STATED TASK >>
Every line of the material is to be repeated exactly as it stands.

Entries from a pointing dataset:
──────────

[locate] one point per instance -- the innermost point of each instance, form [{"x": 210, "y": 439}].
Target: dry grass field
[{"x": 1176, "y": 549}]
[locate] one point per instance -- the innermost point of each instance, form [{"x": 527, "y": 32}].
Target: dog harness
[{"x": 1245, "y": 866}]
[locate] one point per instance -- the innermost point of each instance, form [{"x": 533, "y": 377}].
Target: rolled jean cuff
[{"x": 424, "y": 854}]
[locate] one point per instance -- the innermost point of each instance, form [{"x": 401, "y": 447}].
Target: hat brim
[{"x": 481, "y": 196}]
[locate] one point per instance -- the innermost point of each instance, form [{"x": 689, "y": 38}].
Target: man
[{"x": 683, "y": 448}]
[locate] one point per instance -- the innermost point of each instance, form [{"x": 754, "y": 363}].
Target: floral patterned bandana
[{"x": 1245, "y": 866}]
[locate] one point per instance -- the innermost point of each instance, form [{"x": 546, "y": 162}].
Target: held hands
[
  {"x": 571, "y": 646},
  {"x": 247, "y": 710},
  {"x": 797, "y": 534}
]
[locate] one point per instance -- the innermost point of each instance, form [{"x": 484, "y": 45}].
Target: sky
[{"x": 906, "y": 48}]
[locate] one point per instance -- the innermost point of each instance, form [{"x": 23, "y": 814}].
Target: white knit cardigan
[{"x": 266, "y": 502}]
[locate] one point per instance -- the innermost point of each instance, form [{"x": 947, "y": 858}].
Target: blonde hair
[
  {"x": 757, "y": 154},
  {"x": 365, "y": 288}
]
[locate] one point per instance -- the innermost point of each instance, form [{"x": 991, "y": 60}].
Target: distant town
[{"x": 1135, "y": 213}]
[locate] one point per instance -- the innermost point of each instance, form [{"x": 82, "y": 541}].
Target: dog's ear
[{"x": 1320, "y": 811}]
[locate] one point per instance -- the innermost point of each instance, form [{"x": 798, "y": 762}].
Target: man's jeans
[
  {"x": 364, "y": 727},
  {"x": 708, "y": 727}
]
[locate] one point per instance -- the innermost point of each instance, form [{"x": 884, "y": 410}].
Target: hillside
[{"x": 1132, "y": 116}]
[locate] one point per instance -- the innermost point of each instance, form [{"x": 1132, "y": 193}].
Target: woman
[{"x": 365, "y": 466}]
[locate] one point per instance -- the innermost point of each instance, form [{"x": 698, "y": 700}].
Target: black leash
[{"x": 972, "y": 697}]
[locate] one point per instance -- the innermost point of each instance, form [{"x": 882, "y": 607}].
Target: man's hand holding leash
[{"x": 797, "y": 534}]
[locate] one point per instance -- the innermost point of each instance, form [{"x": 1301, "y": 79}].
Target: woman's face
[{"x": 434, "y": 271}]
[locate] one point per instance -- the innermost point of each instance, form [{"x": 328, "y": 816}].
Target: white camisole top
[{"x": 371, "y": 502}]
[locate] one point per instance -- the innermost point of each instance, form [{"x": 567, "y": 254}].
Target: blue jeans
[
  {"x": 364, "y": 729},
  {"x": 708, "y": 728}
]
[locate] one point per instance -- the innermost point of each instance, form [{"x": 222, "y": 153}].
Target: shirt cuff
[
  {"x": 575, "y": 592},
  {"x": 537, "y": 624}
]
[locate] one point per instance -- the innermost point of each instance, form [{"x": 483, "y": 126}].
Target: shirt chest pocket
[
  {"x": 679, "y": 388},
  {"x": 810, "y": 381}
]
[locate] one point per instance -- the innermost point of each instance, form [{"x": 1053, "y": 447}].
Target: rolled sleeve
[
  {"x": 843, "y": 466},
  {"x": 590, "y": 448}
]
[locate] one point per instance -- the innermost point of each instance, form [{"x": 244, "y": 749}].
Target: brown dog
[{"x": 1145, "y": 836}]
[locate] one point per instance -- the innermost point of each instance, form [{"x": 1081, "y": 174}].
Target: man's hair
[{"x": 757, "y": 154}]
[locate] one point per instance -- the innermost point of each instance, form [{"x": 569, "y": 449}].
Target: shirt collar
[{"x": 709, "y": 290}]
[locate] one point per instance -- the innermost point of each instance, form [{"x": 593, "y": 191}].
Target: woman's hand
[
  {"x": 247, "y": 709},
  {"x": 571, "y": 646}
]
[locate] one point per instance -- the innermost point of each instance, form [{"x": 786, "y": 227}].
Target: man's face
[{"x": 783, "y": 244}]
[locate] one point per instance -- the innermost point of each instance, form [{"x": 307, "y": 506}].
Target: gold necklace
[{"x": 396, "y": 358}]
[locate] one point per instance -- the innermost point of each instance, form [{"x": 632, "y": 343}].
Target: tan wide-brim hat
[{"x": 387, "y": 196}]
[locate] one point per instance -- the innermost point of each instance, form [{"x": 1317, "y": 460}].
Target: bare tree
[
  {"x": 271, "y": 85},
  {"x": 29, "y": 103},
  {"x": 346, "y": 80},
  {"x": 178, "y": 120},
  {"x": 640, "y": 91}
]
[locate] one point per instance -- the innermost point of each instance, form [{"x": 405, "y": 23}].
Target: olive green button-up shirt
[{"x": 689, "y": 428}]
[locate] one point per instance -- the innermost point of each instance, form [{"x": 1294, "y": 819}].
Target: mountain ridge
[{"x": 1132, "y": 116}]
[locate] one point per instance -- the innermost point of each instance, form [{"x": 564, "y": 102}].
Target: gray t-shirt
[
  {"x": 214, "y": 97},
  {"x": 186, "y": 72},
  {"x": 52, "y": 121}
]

──────────

REPLY TO THE TASK >>
[locate] one point per instance -- the innermost point of each instance, form [{"x": 210, "y": 439}].
Target: dry grass field
[{"x": 1176, "y": 549}]
[locate] one point per instance -- the innermost point of each instance, form [{"x": 527, "y": 32}].
Target: dog harness
[{"x": 1245, "y": 866}]
[locate] one point per instance -- the innermost point of each instance, form [{"x": 533, "y": 377}].
Target: rolled jean cuff
[{"x": 424, "y": 854}]
[locate] one point per instance -- the innermost point of each instance, form [{"x": 401, "y": 447}].
Target: hat brim
[{"x": 481, "y": 196}]
[locate] one point per instance -- the innermost point of each instance, form [{"x": 689, "y": 38}].
Target: man
[{"x": 683, "y": 448}]
[locate] one point per instance -- the innermost point of each instance, form [{"x": 754, "y": 363}].
Target: floral patterned bandana
[{"x": 1245, "y": 866}]
[locate] one point per instance -- the innermost point of each instance, form [{"x": 546, "y": 162}].
Target: held hands
[
  {"x": 571, "y": 646},
  {"x": 247, "y": 710},
  {"x": 797, "y": 534}
]
[locate] one point per instance -- the innermost point of each instance, form [{"x": 484, "y": 45}].
Target: sky
[{"x": 906, "y": 48}]
[locate] one point per instance -- the innermost point of each instance, form [{"x": 23, "y": 814}].
Target: white knit cardigan
[{"x": 266, "y": 502}]
[locate] one point per instance -- the innermost point of each instance, form [{"x": 947, "y": 858}].
Target: blonde hair
[
  {"x": 757, "y": 154},
  {"x": 365, "y": 288}
]
[locate] one point per instance -- the innermost point of each instance, form [{"x": 991, "y": 60}].
Target: distant town
[{"x": 1135, "y": 213}]
[locate] one point per instance -- the innermost point of each instance, form [{"x": 82, "y": 541}].
Target: dog's ear
[{"x": 1320, "y": 811}]
[locate] one point per instance -- the innermost point of each instance, form [{"x": 798, "y": 762}].
Target: man's jeans
[
  {"x": 364, "y": 727},
  {"x": 708, "y": 727}
]
[locate] one point per instance -- the innermost point of each instance, form [{"x": 884, "y": 410}].
Target: hillside
[{"x": 1132, "y": 116}]
[locate] one point per instance -- the innermost point of each instance, form [{"x": 1132, "y": 193}].
Target: woman
[{"x": 365, "y": 466}]
[locate] one point per instance -- the innermost point of each instance, form [{"x": 698, "y": 700}].
Target: black leash
[{"x": 972, "y": 697}]
[locate] one point per instance -- the innermost point of each instance, form [{"x": 882, "y": 607}].
Target: man's hand holding leash
[{"x": 797, "y": 534}]
[locate] one point per instance -- the innermost point of each instance, form [{"x": 1301, "y": 79}].
Target: woman's face
[{"x": 434, "y": 271}]
[locate] one point per instance -- the innermost point of each instance, form [{"x": 328, "y": 816}].
Target: white camisole top
[{"x": 371, "y": 502}]
[locate] one point per instance -- the innermost point of each instance, form [{"x": 567, "y": 254}].
Target: blue jeans
[
  {"x": 364, "y": 729},
  {"x": 708, "y": 728}
]
[locate] one point per instance -- the innermost point of each instance, form [{"x": 222, "y": 153}].
Target: shirt cuff
[
  {"x": 575, "y": 592},
  {"x": 537, "y": 624}
]
[locate] one point per instance -- the innermost point of each instance, form [{"x": 483, "y": 126}].
Target: shirt chest pocket
[
  {"x": 679, "y": 388},
  {"x": 810, "y": 381}
]
[locate] one point per instance -- the innermost point of each instance, form [{"x": 1053, "y": 447}].
Target: rolled sleeve
[
  {"x": 843, "y": 466},
  {"x": 590, "y": 448}
]
[locate] one point per instance -- the innermost point of each instance, form [{"x": 244, "y": 749}].
Target: brown dog
[{"x": 1145, "y": 836}]
[locate] one point per instance -- the innermost point of each instance, form [{"x": 1081, "y": 174}].
Target: man's hair
[{"x": 757, "y": 154}]
[locate] one point per instance -- the innermost point of each instance, form [{"x": 569, "y": 449}].
Target: shirt collar
[{"x": 709, "y": 290}]
[locate] one point per instance -- the innermost point of each instance, form [{"x": 593, "y": 191}].
Target: woman's hand
[
  {"x": 247, "y": 709},
  {"x": 571, "y": 646}
]
[locate] one point per instance -- the innermost point of each instance, form [{"x": 786, "y": 227}].
Target: man's face
[{"x": 783, "y": 244}]
[locate] one point per instance -- the innermost point of each instance, form [{"x": 307, "y": 506}].
Target: gold necklace
[{"x": 396, "y": 358}]
[locate] one point per instance -- the innermost point of each instance, form [{"x": 632, "y": 343}].
Target: tan wide-brim hat
[{"x": 387, "y": 196}]
[locate] one point per instance -- the innermost point of each instance, form [{"x": 1317, "y": 460}].
Target: bare tree
[
  {"x": 271, "y": 85},
  {"x": 29, "y": 103},
  {"x": 346, "y": 80},
  {"x": 178, "y": 120},
  {"x": 640, "y": 91}
]
[locate] one point per instance -- the innermost point of each instance, form [{"x": 405, "y": 23}].
Target: olive green button-up shirt
[{"x": 689, "y": 428}]
[locate] one point per instance -- the innermost point of each instance, form [{"x": 1294, "y": 819}].
Target: mountain ridge
[{"x": 1132, "y": 116}]
[locate] one point per instance -- the innermost point of each instance, form [{"x": 564, "y": 102}].
Target: gray t-shirt
[
  {"x": 214, "y": 97},
  {"x": 186, "y": 72},
  {"x": 52, "y": 121}
]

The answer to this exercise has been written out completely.